ASSIGNMENT - Resume the forum post about chronic pelvic pain and the upcoming surgeon visit, continuing from its final sentence.

This might not be a subject the men won't want to talk about but I know some men deal with IC so they do deal with pain in that area.

I see this Surgeon Tuesday and I am having such a hard time hanging on. I have gotten worse over the past few weeks and I also deal with nausea when I am at my worst. I have thought about going to the ER but we have one of those ER's that don't know what to do for anyone. My only hope there would be to catch my ex PA there. He knows my history but again I don't know what they would do for me.

I have a patch on my lower left pelvic area. It isn't doing what it use to do that's for sure. I have dealt with this for over 4 years and as I've got more help for my IC and other problems I can tell now where I have this other problem at. I'm thinking adhesions my Dr. thinks as I said before Pelvic Congestion Syndrome.

It is as I said driving me crazy. Bill is having to do more for me in and out of the home, I can't hardly get dressed and yes my depression raises it's ugly head at times when I am in so much pain I'm delirous. I run my fingers through my hair in discust I guess you'd call it. I wish I were a Dr. I'd do my own damn surgery. LOL Funny but not kidding.

LISTED RECORDS -
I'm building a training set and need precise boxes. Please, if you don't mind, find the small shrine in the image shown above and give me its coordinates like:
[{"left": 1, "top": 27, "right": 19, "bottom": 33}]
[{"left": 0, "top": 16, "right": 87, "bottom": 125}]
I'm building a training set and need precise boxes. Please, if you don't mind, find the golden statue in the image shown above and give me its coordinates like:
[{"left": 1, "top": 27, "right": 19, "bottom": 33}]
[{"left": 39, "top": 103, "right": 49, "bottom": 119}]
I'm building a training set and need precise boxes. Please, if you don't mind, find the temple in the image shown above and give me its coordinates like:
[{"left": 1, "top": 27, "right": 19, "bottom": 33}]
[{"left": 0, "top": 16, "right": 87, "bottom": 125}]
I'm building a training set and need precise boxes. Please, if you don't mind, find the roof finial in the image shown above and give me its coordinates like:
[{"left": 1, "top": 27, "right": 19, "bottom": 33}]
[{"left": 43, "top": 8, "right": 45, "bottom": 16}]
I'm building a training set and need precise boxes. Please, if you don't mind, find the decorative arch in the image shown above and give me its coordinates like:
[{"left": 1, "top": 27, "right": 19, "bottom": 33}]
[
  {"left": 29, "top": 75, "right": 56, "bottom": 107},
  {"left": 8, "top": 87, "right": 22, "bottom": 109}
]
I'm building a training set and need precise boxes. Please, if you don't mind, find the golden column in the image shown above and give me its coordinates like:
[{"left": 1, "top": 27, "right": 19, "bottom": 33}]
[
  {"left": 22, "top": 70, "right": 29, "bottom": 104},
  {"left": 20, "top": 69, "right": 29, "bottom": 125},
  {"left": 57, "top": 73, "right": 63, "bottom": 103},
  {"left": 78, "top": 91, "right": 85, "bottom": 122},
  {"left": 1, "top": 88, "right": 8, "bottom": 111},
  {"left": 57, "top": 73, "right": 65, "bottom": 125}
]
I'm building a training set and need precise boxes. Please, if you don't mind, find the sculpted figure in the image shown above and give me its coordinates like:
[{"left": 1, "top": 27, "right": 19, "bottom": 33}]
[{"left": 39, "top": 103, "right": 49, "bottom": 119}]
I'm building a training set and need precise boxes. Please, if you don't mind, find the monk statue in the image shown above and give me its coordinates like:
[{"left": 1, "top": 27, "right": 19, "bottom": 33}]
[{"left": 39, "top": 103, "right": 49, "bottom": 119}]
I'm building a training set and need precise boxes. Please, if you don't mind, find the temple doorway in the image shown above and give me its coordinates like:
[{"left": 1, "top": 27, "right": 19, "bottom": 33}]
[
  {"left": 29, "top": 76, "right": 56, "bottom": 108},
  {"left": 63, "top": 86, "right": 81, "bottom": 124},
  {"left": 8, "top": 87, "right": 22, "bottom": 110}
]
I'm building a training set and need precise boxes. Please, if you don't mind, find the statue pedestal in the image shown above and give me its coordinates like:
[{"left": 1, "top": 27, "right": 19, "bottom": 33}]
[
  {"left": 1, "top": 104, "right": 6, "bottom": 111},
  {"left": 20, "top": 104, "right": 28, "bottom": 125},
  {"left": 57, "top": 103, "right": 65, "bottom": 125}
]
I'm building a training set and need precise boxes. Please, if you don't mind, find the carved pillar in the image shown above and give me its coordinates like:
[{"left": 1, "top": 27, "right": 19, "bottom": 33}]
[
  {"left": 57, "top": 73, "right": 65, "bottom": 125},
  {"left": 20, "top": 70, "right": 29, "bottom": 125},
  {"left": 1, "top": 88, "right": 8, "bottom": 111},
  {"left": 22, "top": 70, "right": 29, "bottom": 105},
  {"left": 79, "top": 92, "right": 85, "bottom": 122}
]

EXPECTED ANSWER -
I guess I just needed to vent. If I weren't getting councelling to keep me in check until I see this surgeon I'd probably go barging into the ER crying and screaming. I just needed to talk about this. I can't get anything done. When a person is in too much pain they can't think straight. I'm not.

I haven't been getting dressed because of it, I pull my hair up and pin it up without combing it and I can't concentrate to take care of business. Does this sound familiar to any of you.

I think of that TV show, Just Shoot Me, that's my feelings at this point. LOL

Sorry if I rattle on, I think I'm trying to outdo jose on this post or Dana. How'd I do.

I could be on my death bed and I'd have a sense of humor so don't panic. I'm still holding on by a thread.

You guy could give me some encouragement here. I'm not giving myself any at this time.

Thanks to all of you and sorry if I'm getting off the forum subject here but I really needed to ven.